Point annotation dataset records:
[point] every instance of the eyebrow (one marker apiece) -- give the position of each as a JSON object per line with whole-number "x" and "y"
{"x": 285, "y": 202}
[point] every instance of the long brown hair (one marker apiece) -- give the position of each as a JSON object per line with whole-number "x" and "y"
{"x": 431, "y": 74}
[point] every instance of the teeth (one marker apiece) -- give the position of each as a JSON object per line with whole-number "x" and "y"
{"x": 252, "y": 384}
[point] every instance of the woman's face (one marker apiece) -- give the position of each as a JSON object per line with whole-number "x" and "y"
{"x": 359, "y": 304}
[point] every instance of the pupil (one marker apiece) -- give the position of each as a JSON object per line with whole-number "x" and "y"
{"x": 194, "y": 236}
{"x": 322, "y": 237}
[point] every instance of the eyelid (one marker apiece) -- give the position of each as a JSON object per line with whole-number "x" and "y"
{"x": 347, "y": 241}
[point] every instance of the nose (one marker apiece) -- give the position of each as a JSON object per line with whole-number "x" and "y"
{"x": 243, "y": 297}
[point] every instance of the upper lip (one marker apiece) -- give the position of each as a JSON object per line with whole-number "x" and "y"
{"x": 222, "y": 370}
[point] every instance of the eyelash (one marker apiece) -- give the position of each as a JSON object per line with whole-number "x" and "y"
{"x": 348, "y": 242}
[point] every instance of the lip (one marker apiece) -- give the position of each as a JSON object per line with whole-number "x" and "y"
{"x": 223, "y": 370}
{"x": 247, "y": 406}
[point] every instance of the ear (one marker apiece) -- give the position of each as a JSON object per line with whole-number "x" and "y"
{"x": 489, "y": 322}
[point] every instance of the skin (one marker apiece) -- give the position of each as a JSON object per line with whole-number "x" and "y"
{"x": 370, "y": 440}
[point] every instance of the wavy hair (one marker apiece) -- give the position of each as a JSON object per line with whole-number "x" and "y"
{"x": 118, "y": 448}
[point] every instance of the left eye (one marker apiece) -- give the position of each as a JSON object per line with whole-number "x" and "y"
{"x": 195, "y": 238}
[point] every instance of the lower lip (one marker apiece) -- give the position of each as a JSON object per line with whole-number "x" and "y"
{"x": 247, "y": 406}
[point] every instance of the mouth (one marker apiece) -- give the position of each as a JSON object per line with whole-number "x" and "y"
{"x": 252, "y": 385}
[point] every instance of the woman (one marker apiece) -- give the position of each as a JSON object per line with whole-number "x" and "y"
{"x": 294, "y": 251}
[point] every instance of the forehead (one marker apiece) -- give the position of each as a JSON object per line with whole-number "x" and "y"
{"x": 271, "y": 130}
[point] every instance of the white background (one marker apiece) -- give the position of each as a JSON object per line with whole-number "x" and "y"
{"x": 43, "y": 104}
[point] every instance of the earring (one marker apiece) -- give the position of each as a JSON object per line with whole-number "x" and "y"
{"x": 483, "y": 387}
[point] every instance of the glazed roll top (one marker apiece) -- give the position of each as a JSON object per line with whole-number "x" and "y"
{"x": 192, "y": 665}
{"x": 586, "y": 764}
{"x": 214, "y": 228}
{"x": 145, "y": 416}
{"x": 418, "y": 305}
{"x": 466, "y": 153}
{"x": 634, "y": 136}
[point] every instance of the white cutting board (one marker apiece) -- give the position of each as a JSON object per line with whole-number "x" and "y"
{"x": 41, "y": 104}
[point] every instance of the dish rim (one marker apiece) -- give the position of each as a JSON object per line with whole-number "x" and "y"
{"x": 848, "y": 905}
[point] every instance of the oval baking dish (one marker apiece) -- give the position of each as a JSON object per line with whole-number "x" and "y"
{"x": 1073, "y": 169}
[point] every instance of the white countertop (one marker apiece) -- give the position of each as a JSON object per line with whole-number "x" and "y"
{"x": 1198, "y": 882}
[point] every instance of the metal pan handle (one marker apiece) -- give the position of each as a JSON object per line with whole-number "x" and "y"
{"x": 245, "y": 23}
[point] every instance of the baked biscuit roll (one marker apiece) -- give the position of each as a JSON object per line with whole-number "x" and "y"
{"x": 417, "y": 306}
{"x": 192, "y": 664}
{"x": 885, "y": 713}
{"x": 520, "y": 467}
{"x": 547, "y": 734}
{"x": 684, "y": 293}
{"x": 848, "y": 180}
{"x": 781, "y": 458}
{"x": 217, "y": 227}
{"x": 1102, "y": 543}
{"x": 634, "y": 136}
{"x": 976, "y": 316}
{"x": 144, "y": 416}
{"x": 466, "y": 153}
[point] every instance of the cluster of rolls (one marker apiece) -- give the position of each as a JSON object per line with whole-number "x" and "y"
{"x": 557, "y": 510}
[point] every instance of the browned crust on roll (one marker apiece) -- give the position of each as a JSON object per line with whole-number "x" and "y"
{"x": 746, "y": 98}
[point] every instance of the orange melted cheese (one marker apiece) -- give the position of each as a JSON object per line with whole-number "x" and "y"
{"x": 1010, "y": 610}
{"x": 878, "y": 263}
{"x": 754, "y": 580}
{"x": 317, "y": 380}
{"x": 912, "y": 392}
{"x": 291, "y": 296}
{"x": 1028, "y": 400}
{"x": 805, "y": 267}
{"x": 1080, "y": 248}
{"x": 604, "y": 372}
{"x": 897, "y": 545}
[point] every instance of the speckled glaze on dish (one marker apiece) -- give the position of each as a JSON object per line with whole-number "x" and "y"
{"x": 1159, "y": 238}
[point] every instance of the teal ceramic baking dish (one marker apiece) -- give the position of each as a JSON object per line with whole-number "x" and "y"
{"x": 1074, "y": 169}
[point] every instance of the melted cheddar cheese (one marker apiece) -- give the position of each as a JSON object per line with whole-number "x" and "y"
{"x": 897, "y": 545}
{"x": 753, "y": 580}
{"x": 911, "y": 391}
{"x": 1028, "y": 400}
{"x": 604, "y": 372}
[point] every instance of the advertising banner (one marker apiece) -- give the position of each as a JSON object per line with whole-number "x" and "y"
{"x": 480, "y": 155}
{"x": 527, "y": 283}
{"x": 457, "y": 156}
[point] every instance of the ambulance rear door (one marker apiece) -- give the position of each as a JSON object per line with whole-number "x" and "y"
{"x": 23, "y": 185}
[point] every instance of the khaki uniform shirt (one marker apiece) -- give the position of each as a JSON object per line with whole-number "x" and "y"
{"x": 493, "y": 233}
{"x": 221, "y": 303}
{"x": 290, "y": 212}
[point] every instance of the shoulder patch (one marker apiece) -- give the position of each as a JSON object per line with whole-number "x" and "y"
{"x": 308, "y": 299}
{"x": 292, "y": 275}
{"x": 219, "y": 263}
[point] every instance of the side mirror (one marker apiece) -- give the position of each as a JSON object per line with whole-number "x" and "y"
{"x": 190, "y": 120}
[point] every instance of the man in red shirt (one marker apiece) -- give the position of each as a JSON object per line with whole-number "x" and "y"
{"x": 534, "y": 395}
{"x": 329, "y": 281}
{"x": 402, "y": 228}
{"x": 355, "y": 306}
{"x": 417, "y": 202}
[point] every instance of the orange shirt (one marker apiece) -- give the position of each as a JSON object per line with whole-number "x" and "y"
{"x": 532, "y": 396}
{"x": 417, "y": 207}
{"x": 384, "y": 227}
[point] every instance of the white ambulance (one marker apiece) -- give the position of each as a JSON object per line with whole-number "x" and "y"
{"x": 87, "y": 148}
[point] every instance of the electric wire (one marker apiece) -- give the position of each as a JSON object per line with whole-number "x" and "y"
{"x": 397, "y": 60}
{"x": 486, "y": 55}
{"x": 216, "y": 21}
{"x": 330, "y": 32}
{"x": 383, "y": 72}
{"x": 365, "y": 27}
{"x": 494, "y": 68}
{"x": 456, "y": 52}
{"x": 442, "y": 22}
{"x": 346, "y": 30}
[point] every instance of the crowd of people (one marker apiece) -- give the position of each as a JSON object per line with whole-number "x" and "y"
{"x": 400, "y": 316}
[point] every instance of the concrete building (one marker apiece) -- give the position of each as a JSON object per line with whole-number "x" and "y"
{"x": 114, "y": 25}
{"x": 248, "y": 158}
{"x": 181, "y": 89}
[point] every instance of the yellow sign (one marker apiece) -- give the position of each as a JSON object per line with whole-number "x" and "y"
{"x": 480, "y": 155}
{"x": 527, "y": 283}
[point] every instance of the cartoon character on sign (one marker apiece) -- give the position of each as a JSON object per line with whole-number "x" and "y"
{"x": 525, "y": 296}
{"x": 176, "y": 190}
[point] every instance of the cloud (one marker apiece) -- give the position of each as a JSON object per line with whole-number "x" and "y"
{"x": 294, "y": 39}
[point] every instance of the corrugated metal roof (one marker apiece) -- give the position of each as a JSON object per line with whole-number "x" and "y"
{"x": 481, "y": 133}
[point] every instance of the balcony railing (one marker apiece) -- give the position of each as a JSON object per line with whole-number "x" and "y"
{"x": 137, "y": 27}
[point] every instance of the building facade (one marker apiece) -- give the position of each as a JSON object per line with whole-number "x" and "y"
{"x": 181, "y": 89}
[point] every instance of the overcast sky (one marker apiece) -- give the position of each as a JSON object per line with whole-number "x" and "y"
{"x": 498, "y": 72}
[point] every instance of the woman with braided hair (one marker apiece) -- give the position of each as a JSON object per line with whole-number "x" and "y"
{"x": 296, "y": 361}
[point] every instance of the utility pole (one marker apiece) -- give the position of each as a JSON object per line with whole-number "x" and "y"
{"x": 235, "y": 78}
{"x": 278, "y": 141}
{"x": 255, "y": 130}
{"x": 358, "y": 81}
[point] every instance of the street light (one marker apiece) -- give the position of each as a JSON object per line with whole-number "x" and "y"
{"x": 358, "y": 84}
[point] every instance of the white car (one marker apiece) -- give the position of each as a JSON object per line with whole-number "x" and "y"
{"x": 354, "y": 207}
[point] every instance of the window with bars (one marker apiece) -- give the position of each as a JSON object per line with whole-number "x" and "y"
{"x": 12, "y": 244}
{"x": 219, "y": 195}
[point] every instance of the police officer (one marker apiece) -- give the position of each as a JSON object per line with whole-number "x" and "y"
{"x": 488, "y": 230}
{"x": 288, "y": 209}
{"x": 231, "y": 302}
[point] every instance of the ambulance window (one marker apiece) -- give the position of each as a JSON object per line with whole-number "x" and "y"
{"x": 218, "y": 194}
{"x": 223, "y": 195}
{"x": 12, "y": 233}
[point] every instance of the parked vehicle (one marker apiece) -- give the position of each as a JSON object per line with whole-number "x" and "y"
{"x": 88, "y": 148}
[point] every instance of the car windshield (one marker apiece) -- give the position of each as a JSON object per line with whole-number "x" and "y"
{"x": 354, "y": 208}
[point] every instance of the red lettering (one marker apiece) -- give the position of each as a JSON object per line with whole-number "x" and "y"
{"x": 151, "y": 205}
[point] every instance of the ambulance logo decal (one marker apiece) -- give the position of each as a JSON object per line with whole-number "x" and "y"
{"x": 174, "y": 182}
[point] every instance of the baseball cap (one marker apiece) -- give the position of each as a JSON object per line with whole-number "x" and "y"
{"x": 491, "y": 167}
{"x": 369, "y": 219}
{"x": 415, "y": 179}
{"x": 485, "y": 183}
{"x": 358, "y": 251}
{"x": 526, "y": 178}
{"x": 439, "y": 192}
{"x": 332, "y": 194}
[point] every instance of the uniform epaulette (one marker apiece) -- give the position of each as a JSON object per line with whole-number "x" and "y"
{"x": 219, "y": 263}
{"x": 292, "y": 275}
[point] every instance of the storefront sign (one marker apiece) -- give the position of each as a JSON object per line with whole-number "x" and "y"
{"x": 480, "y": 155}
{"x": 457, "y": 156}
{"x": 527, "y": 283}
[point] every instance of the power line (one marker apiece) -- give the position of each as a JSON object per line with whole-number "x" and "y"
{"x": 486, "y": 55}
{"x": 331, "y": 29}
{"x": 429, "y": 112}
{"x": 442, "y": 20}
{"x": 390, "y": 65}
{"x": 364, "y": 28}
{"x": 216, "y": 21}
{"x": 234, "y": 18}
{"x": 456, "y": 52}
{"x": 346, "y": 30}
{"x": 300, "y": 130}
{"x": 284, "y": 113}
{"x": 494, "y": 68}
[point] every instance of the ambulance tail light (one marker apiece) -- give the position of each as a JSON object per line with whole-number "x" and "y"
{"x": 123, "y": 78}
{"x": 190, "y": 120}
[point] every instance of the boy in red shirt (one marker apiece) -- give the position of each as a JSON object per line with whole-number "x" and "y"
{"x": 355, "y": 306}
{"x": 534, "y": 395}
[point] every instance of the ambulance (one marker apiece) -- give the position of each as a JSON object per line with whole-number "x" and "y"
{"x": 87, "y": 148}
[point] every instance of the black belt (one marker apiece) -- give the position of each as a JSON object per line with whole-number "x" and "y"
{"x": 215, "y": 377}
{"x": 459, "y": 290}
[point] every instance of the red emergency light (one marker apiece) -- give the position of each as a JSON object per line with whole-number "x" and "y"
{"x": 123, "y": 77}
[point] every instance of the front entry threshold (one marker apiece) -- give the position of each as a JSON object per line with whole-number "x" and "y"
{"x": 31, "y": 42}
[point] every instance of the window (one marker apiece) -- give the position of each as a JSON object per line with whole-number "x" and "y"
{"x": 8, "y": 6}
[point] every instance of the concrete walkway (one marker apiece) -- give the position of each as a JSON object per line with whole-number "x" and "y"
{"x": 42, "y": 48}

Exercise prompt: Repeat the lines from the one containing "[point] every instance of the ambulance tail" through the end of the listing, exactly and without any other lines; both ends are included.

Solved exercise:
[point] every instance of the ambulance tail light (one marker apiece) -- give the position of each as a JSON object per line with whole-number "x" and "y"
{"x": 123, "y": 78}
{"x": 190, "y": 120}
[point] every instance of the boy in red shirt (one marker apiece) -- give the position of each as a JSON object per line with whole-number "x" and "y"
{"x": 355, "y": 306}
{"x": 534, "y": 395}
[point] every instance of the ambulance (one marker apiece) -- give the position of each as a JSON object per line with whole-number "x" and "y"
{"x": 87, "y": 148}
[point] every instance of the black belt (one marker apiece) -- give the position of each as a JSON object per line with whole-number "x" and "y"
{"x": 215, "y": 377}
{"x": 459, "y": 290}
[point] every instance of the red emergency light (one marker apiece) -- give the position of each as a JSON object per line with whole-number "x" and "y"
{"x": 123, "y": 77}
[point] every instance of the front entry threshold (one marker apiece) -- give the position of each as a JSON object per line with whole-number "x" and "y"
{"x": 31, "y": 42}
[point] every instance of the window (one marker apiece) -- give the position of each as a JSON object per line with whole-number "x" and "y"
{"x": 8, "y": 6}
[point] every instance of the concrete walkway (one marker apiece) -- give the position of each as a JSON object per line with whole-number "x" and "y"
{"x": 42, "y": 48}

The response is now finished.